===== Data extract =====

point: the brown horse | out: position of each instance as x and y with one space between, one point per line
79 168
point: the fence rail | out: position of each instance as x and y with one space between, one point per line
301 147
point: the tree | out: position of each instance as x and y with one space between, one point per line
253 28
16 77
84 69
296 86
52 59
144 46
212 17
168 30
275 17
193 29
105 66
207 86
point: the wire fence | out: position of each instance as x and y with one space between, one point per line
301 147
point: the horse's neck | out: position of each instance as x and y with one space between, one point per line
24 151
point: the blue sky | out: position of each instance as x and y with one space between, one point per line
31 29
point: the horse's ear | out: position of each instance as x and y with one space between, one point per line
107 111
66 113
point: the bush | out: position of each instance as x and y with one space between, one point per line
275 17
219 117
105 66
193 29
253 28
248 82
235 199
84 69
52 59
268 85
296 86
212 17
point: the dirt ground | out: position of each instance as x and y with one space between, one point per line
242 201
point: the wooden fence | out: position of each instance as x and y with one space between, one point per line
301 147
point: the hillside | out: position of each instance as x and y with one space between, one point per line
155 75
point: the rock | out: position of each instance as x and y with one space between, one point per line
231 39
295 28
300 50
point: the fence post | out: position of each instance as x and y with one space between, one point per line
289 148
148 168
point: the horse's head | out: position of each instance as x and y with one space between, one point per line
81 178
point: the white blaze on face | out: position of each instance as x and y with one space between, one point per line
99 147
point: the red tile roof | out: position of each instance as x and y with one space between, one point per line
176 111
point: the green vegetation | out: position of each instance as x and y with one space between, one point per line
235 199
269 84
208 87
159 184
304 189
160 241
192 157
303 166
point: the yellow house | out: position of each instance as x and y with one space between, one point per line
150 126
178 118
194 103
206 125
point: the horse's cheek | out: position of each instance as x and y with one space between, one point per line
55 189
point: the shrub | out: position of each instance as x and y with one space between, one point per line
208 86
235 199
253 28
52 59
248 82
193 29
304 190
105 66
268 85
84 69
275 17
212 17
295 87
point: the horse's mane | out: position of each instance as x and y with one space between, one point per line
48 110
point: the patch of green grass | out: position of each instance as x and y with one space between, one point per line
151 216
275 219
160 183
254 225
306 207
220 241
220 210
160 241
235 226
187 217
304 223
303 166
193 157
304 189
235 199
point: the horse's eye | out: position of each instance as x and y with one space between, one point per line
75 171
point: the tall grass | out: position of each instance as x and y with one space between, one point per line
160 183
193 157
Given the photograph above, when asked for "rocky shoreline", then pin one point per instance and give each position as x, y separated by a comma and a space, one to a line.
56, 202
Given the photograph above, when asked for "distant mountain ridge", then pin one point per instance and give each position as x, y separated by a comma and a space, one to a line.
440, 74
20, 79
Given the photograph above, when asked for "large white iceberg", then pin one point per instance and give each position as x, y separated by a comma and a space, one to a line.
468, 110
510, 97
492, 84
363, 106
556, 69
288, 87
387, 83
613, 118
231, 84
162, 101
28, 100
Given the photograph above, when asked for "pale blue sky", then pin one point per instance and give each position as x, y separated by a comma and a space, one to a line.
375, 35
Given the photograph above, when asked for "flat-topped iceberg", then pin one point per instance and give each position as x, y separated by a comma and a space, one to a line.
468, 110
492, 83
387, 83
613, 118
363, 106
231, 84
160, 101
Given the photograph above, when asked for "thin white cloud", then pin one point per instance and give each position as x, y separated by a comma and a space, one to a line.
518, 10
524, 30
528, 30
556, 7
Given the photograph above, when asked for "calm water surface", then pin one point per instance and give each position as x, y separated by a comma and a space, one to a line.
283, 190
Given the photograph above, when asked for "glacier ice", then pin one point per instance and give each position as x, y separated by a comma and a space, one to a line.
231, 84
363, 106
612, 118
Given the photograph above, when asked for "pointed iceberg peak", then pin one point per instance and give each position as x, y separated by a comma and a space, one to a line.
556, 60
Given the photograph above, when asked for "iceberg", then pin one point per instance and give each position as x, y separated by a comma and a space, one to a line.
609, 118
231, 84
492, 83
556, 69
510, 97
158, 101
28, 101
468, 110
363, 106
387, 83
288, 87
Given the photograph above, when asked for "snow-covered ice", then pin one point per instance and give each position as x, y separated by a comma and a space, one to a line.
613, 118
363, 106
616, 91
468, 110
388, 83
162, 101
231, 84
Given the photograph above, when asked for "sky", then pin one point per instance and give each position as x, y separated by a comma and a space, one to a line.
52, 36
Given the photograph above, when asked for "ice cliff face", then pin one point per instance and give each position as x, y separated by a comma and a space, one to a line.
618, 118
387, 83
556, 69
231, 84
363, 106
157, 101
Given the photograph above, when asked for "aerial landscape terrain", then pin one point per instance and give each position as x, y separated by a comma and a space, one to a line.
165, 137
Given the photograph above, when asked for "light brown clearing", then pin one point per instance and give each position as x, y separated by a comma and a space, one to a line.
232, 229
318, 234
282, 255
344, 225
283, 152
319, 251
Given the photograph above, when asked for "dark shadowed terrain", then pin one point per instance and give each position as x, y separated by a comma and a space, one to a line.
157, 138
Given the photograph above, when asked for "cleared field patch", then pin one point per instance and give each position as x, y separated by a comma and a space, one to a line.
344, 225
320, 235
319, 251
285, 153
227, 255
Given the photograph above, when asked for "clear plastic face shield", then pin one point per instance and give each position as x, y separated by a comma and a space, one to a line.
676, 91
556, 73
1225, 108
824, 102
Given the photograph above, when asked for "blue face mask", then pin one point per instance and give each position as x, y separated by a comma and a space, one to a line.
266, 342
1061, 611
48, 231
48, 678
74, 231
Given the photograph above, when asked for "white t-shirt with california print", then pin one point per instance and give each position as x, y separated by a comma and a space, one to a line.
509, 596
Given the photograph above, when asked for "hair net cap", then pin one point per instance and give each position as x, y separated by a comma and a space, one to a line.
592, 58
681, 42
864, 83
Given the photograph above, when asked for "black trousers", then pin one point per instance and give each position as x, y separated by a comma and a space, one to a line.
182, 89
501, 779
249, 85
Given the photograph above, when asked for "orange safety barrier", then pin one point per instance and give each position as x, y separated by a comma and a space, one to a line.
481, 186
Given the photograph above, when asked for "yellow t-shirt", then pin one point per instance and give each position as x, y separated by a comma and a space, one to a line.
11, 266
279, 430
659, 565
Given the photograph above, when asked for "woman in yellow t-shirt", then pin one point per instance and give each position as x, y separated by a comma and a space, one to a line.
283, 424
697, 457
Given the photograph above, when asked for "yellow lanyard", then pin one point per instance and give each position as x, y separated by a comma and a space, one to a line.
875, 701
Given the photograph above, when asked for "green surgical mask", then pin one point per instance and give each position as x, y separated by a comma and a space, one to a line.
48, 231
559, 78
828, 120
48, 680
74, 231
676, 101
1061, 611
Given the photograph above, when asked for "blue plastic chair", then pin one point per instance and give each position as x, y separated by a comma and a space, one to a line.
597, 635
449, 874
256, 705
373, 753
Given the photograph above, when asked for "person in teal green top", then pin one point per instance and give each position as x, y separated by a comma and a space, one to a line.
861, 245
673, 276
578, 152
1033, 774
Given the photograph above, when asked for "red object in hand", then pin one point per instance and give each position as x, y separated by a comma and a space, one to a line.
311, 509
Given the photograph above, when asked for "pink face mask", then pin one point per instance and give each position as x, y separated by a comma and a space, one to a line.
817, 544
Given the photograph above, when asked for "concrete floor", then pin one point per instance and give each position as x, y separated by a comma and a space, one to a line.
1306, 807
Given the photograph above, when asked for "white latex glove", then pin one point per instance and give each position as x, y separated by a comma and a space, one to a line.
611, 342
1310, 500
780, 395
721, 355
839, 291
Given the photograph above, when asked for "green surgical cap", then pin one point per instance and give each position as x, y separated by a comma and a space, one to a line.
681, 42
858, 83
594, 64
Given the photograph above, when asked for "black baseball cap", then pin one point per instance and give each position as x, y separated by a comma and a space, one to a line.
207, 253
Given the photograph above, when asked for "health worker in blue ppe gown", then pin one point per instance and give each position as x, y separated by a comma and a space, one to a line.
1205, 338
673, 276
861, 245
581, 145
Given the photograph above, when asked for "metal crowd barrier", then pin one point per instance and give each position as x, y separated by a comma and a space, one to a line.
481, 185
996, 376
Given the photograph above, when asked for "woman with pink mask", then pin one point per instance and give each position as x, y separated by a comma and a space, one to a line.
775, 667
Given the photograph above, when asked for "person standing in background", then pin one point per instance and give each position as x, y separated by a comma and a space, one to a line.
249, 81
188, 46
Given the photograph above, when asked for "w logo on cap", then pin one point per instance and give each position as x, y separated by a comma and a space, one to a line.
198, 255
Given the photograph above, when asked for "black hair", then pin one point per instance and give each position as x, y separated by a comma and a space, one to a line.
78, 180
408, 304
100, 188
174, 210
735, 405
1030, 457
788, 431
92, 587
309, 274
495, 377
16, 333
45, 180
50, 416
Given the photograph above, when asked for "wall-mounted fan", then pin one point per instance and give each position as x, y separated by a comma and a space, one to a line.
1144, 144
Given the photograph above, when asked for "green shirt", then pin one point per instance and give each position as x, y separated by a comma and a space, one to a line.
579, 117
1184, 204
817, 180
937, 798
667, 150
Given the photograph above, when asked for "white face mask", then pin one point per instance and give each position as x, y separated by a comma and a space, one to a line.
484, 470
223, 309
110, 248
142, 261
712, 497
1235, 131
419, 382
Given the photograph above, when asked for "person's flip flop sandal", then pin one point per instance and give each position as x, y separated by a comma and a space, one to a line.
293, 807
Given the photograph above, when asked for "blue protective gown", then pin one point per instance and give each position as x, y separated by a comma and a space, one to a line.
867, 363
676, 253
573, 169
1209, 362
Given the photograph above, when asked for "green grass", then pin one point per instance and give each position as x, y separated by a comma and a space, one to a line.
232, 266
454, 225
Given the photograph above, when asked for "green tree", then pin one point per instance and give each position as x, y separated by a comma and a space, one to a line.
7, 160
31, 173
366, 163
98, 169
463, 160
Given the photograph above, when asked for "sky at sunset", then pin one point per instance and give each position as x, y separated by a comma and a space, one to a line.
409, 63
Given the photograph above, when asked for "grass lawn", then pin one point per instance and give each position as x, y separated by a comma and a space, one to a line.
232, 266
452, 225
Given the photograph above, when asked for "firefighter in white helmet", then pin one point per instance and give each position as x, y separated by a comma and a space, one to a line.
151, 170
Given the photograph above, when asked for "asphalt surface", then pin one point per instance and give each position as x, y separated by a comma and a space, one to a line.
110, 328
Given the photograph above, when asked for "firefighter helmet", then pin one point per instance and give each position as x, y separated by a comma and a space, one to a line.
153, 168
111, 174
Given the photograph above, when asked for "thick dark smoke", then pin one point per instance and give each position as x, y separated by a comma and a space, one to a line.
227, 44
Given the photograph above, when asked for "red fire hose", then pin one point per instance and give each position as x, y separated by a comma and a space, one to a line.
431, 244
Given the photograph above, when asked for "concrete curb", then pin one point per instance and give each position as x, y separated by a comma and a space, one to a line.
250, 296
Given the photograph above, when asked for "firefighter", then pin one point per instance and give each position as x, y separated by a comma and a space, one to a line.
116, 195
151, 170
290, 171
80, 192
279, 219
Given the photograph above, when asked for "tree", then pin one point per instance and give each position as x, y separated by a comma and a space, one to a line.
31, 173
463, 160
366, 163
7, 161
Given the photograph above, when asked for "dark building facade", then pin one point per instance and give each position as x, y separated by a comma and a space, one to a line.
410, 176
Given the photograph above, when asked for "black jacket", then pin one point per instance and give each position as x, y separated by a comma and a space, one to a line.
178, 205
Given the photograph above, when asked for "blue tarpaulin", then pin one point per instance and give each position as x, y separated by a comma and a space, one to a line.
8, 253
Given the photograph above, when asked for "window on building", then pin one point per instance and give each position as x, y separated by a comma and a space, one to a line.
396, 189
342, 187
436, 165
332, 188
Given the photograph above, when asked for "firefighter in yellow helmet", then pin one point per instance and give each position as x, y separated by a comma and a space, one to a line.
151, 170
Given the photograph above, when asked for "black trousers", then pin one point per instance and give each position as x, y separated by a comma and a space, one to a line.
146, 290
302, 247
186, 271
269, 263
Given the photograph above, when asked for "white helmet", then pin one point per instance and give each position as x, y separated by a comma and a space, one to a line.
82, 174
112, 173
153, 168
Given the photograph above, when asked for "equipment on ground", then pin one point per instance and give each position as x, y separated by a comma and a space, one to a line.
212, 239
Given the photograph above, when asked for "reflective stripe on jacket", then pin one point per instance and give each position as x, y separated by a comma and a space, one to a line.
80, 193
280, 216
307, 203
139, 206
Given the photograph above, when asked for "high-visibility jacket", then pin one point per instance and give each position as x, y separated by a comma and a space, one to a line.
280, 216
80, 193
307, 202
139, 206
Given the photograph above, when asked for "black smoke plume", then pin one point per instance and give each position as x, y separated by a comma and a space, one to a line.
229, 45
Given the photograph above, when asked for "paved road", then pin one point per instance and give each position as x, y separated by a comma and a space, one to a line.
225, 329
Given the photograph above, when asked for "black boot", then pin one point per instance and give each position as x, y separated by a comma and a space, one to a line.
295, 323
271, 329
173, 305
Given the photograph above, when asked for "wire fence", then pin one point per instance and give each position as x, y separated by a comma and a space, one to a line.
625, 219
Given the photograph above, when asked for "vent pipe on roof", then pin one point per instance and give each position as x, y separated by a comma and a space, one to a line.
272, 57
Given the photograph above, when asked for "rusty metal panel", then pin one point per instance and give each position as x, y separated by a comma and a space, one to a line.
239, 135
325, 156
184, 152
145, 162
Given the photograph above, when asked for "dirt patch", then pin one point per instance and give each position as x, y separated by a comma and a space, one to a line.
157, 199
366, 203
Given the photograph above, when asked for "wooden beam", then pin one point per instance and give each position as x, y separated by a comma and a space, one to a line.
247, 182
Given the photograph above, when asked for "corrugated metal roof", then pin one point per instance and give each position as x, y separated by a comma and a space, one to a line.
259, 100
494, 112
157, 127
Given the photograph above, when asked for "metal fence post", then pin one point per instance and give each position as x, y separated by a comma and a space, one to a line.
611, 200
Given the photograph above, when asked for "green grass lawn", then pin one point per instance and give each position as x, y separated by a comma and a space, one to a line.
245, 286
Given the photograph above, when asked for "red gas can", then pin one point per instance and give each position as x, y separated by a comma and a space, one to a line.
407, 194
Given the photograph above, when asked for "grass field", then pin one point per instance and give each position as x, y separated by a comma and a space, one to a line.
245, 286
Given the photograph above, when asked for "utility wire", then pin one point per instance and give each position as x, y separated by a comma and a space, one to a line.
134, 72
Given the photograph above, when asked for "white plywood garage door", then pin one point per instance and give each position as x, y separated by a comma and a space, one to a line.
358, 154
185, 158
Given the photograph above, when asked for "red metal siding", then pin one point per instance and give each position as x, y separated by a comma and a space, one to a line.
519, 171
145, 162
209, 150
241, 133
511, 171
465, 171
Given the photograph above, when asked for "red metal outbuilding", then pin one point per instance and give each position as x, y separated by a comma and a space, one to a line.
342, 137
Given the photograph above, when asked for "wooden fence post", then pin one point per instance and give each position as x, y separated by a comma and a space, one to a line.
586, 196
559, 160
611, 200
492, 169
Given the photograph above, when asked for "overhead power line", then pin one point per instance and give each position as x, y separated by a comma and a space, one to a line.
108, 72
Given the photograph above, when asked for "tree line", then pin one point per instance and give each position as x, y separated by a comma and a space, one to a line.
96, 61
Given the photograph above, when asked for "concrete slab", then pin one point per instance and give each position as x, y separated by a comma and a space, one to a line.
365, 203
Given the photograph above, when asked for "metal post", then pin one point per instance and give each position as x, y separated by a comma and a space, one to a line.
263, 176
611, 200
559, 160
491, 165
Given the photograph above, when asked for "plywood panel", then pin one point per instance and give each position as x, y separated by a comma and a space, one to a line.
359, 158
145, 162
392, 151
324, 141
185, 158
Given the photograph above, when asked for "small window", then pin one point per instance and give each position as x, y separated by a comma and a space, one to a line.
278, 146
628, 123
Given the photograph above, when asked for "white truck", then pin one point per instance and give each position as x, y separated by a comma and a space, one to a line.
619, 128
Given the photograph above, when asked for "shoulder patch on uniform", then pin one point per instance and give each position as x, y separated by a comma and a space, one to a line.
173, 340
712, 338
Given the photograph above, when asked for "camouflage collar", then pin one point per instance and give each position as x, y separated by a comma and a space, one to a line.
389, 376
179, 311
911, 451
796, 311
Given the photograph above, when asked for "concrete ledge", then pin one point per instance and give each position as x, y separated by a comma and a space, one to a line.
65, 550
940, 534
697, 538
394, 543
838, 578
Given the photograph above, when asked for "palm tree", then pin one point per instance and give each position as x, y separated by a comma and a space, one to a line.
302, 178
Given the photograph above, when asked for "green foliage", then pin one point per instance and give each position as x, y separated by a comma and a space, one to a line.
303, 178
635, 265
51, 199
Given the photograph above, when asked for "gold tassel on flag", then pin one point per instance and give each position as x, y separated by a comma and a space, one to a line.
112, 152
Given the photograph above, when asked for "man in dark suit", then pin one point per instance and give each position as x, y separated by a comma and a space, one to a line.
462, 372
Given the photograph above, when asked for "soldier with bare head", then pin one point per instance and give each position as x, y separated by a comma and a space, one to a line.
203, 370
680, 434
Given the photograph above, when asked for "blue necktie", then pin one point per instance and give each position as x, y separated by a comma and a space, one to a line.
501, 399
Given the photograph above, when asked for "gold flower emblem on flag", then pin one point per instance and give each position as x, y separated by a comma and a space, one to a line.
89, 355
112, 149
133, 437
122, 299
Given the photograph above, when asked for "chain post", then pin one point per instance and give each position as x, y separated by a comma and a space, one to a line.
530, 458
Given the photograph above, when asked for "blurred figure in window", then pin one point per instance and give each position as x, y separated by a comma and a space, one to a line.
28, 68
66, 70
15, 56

=====

◆ What you have to do:
Locate the line that contains "flower emblem on", then please quote it and every line after it to the end of the entries above, exactly and with nothing else.

◆ Written answer:
Given the photograph above, when asked for "gold flower emblem on flag", then pin one point per instance and give each position as x, y separated by a comma and a space, one to a line.
89, 355
112, 149
133, 437
122, 299
Given the photograph above, when asked for "chain post", then pin one point per instance and give each position as x, y separated by a comma and a space, one to a line.
530, 458
Given the photograph above, when asked for "blurred figure in window", then pin one point per instance and give each position as x, y separated by a comma and a space, one to a line.
28, 68
66, 70
15, 56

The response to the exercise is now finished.